» **Extracted text**:
»»

In seventeenth-century France, the famed moralists’ concision was chiseled on the Cartesian foundations of clarity. La Rochefoucauld, Madame de Sablé, Pascal, La Bruyère, and Dufresny all diagnosed the human condition by means of le bon mot. Alain Badiou observes that La Rochefoucauld had the ability to “fuse the aphorism and to stretch the electric arc of the thought between poles distributed ahead of time by syntactic precision in the recognizable symmetry of French-style gardens” (“French,” 353). Yet Pascal ultimately rejected this classical insistence on order: for the author of the Pensées, it is the halting, broken fragment, not the elegant green enclosures of Versailles, that is the only viable form of expression for a philosophy that grapples so deeply with an absent God (chapter 5). For Pascal, the aphorism is instead the tightrope flung between the “two abysses of the infinite and nothingness” (Sellier §230). The aphorism becomes not so much a distillation of doctrine as an expression of the impossibility of any formal systems.

The dialectic between aphorisms and philosophy reaches its apex in eighteenth-century Germany. As Philippe Lacoue-Labarthe and Jean-Luc Nancy argue in their seminal The Literary Absolute, the production of the self-conscious fragment of the Jena circle is a response to Kant’s relentless system-building (27–58). On one hand, as an Athenaeum Fragment holds, “All individuals are systems at least in embryo and tendency” (§242). On the other, “a dialogue is a chain or garland of fragments” (§77). Hence, “it’s equally fatal for the mind to have a system and to have none. It will simply have to decide to combine the two” (§53).

««

» **What the exercise asks**:
Continue the passage on aphorisms and philosophy from the end of its last sentence. The records that follow are separate material and have no connection to the passage above.

» **Data excerpts**:
»»

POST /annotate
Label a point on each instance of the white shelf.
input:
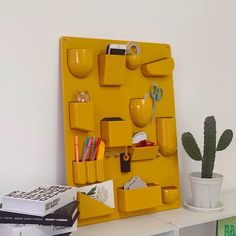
(183, 217)
(144, 225)
(166, 222)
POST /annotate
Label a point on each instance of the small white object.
(134, 183)
(219, 207)
(205, 191)
(139, 137)
(35, 230)
(102, 192)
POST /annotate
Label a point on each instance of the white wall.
(202, 35)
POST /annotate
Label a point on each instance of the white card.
(102, 192)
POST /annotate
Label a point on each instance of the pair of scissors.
(156, 94)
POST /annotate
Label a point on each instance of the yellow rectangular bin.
(143, 153)
(111, 69)
(139, 199)
(116, 133)
(81, 116)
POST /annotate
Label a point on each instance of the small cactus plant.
(210, 147)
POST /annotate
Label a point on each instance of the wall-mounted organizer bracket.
(116, 131)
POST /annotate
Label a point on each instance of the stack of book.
(48, 210)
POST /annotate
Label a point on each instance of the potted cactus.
(205, 185)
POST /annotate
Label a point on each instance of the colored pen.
(96, 148)
(87, 149)
(76, 143)
(92, 148)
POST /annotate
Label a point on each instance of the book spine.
(36, 230)
(39, 208)
(34, 220)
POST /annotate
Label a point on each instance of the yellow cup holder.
(140, 111)
(80, 61)
(133, 61)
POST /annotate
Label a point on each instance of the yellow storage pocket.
(111, 69)
(166, 135)
(170, 194)
(116, 133)
(100, 170)
(81, 116)
(80, 61)
(89, 207)
(143, 153)
(161, 67)
(79, 172)
(139, 199)
(91, 172)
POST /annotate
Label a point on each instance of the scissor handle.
(156, 92)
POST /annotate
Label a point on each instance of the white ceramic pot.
(205, 192)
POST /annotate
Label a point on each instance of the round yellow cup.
(133, 61)
(140, 111)
(80, 61)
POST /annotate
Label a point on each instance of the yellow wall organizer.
(117, 85)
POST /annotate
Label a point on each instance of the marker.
(76, 143)
(87, 149)
(96, 148)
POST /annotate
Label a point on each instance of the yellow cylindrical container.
(100, 170)
(166, 135)
(80, 61)
(79, 172)
(91, 172)
(140, 111)
(133, 61)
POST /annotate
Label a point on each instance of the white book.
(40, 201)
(34, 230)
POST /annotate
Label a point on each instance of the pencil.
(76, 143)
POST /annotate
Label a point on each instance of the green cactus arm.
(191, 147)
(225, 140)
(209, 150)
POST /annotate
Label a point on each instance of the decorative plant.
(210, 147)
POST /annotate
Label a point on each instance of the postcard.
(102, 192)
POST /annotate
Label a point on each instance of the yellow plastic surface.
(80, 61)
(170, 194)
(140, 111)
(133, 61)
(108, 73)
(161, 67)
(166, 135)
(81, 116)
(139, 199)
(116, 133)
(112, 100)
(143, 153)
(90, 208)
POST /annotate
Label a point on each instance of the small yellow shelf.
(162, 67)
(139, 199)
(143, 153)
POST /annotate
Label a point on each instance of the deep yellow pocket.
(166, 135)
(143, 153)
(111, 70)
(91, 172)
(139, 199)
(116, 133)
(79, 172)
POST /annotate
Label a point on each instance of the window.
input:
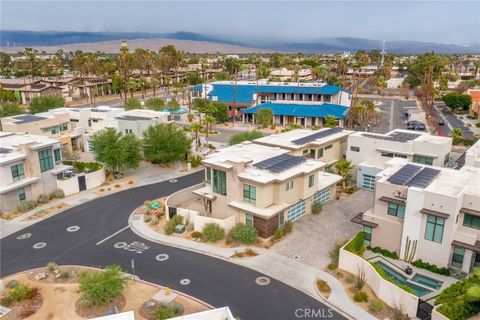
(471, 221)
(457, 257)
(311, 181)
(396, 210)
(249, 193)
(289, 185)
(422, 159)
(57, 155)
(281, 219)
(322, 196)
(46, 160)
(434, 228)
(248, 219)
(18, 172)
(219, 182)
(319, 153)
(22, 197)
(208, 174)
(367, 240)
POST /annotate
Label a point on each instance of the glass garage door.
(368, 182)
(322, 196)
(297, 210)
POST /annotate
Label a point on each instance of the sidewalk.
(274, 265)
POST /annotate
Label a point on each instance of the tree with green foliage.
(344, 168)
(457, 101)
(164, 143)
(264, 117)
(245, 136)
(45, 103)
(330, 121)
(132, 103)
(157, 104)
(10, 109)
(116, 151)
(99, 287)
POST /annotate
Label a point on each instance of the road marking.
(112, 235)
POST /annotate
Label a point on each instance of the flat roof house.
(369, 152)
(327, 144)
(29, 165)
(306, 104)
(428, 213)
(257, 185)
(53, 123)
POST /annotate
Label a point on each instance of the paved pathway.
(314, 236)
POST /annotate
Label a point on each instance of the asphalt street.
(103, 238)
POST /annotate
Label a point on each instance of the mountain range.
(50, 41)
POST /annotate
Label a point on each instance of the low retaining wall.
(391, 294)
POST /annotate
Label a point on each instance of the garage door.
(297, 210)
(322, 196)
(368, 182)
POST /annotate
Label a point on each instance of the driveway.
(314, 236)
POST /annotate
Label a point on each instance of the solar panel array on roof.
(25, 118)
(317, 135)
(423, 178)
(280, 163)
(414, 176)
(404, 175)
(394, 136)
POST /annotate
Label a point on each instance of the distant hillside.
(50, 41)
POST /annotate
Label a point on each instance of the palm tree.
(196, 127)
(344, 168)
(209, 121)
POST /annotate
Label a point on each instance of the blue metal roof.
(302, 110)
(245, 92)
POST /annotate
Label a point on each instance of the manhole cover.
(39, 245)
(262, 281)
(24, 236)
(120, 245)
(162, 257)
(73, 228)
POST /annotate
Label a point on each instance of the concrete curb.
(98, 269)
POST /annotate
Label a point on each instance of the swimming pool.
(399, 278)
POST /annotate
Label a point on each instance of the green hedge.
(430, 267)
(356, 244)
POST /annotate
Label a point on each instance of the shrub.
(356, 244)
(172, 223)
(278, 234)
(245, 234)
(213, 232)
(196, 234)
(323, 286)
(376, 305)
(51, 266)
(332, 266)
(287, 227)
(99, 287)
(317, 208)
(195, 160)
(26, 206)
(58, 194)
(22, 292)
(360, 297)
(42, 198)
(430, 267)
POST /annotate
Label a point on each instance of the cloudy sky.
(436, 21)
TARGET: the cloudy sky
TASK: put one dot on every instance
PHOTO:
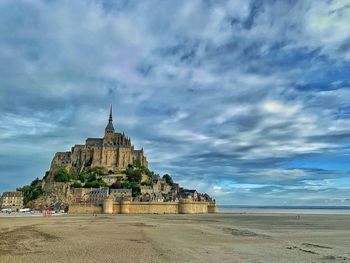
(246, 100)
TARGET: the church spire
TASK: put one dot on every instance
(110, 116)
(110, 121)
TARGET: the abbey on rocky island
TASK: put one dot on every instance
(114, 152)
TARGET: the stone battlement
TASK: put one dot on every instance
(112, 207)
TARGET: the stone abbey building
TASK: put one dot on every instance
(114, 152)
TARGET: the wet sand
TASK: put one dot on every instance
(176, 238)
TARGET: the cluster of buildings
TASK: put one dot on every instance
(11, 200)
(115, 153)
(158, 191)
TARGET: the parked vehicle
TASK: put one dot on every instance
(24, 210)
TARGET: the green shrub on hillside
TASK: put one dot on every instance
(32, 191)
(135, 187)
(61, 175)
(76, 185)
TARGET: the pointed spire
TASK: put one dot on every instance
(110, 115)
(110, 120)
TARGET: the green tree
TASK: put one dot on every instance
(134, 175)
(61, 175)
(95, 184)
(32, 191)
(168, 179)
(99, 170)
(76, 185)
(116, 185)
(135, 187)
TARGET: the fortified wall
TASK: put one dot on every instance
(112, 207)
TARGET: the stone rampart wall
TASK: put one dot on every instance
(85, 209)
(110, 207)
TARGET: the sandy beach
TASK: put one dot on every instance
(176, 238)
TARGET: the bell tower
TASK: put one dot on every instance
(109, 130)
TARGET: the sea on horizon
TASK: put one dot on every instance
(337, 210)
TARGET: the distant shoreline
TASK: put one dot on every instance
(344, 210)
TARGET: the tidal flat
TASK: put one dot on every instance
(176, 238)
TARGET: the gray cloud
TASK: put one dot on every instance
(222, 94)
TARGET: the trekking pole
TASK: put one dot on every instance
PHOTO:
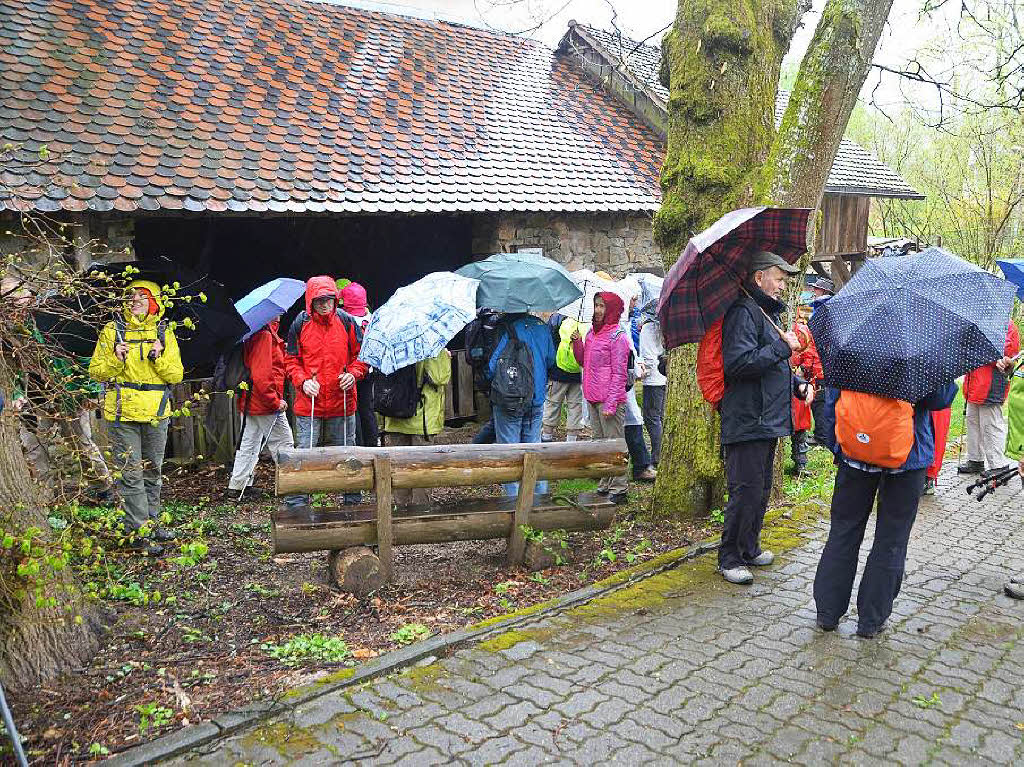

««

» **Output of the exercise**:
In the struggles against German idealism, Schlegel, Schopenhauer, and Nietzsche all used the microform to grapple with how to do philosophy after Kant. “I mistrust all systematizers and avoid them. The will to a system is a lack of integrity,” Nietzsche declares (Twilight of the Idols, “Maxims and Arrows” §26). “The aphorism, the apothegm, in which I am the first master among Germans, are the forms of eternity. My ambition is to say in ten sentences what everyone else says in a book—what everyone else does not say in a book” (Twilight of the Idols, “Expeditions of an Untimely Man” §51). His aphorisms, then, from the middle-period Human, All Too Human to the late Ecce Homo, become his way of training readers not to subscribe to a particular Nietzschean program but rather to craft their own philosophy of life (chapter 6).

Indeed, at the end of one account of Western philosophy, it is Wittgenstein’s suspicion of philosophy as dogma that causes him to employ the aphoristic form in both his early and late works. While his early Tractatus Logico-Philosophicus follows the logic of propositions, there are also many moments when his remarks are completely unconnected to their surrounding argument. Its last dictum, “Whereof one cannot speak, thereof one must be silent,” is oft repeated. In the posthumous Philosophical Investigations, he writes in the preface, “I have written down all these thoughts as remarks, short paragraphs, of which there is sometimes a fairly long chain about the same subject, while I sometimes make a sudden change, jumping from one topic to another” (viii).12 Meanwhile, Simone Weil’s Gravity and Grace, E. M. Cioran’s Syllogismes de l’amertume (punningly translated by Richard Howard as All Gall Is Divided), and Theodor Adorno’s Minima Moralia are attempts to write petite prose during and after Auschwitz.